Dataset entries
▶

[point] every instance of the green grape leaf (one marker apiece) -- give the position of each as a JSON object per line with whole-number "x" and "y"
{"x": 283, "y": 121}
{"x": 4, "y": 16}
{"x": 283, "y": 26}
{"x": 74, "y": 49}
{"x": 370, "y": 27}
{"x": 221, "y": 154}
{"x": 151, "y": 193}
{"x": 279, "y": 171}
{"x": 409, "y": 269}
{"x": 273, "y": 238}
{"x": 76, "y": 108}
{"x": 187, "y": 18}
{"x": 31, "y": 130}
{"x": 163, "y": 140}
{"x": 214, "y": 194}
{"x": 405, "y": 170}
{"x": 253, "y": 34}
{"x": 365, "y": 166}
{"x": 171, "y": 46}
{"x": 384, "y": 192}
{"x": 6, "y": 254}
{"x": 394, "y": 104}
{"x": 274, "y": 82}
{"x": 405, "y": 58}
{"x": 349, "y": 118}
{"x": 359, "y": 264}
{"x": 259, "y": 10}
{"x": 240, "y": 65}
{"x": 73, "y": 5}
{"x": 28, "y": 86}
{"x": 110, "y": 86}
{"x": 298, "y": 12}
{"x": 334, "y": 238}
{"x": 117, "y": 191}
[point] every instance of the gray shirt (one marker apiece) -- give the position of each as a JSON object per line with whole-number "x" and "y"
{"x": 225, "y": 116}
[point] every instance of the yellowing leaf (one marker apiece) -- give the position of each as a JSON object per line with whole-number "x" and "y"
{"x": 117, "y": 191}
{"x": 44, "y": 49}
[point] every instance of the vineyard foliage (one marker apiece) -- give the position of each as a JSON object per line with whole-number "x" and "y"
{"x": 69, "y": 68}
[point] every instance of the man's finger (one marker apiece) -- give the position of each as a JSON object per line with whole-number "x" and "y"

◀

> _TASK TO COMPLETE_
Print the records again, exactly as they stand above.

> _ANSWER TO THE PROBLEM_
[point] every instance of the green grape leaf (one marker apiece) -- give the position of each as a JSON object per line with whole-number "x" and "y"
{"x": 283, "y": 121}
{"x": 4, "y": 16}
{"x": 283, "y": 26}
{"x": 74, "y": 49}
{"x": 370, "y": 27}
{"x": 221, "y": 154}
{"x": 151, "y": 193}
{"x": 279, "y": 171}
{"x": 409, "y": 269}
{"x": 273, "y": 238}
{"x": 76, "y": 108}
{"x": 187, "y": 18}
{"x": 31, "y": 130}
{"x": 163, "y": 140}
{"x": 214, "y": 194}
{"x": 405, "y": 170}
{"x": 253, "y": 34}
{"x": 365, "y": 166}
{"x": 171, "y": 46}
{"x": 384, "y": 192}
{"x": 6, "y": 254}
{"x": 394, "y": 104}
{"x": 274, "y": 82}
{"x": 405, "y": 58}
{"x": 349, "y": 118}
{"x": 359, "y": 264}
{"x": 259, "y": 10}
{"x": 240, "y": 65}
{"x": 73, "y": 5}
{"x": 28, "y": 86}
{"x": 110, "y": 86}
{"x": 298, "y": 12}
{"x": 334, "y": 238}
{"x": 117, "y": 191}
[point] every instance of the gray shirt (one marker apiece) -- give the position of each as a JSON object per line with whole-number "x" and "y"
{"x": 225, "y": 116}
[point] every instance of the yellowing leaf (one marker apiece) -- give the position of each as a JSON object per line with whole-number "x" and "y"
{"x": 117, "y": 191}
{"x": 44, "y": 49}
[point] every instance of the vineyard foliage (one marker apiece) -- give the position of each as a JSON object per line with whole-number "x" and "y"
{"x": 69, "y": 68}
[point] every instance of the man's finger (one marker apiece) -- give the position of each as a JSON object per line with whole-number "x" and "y"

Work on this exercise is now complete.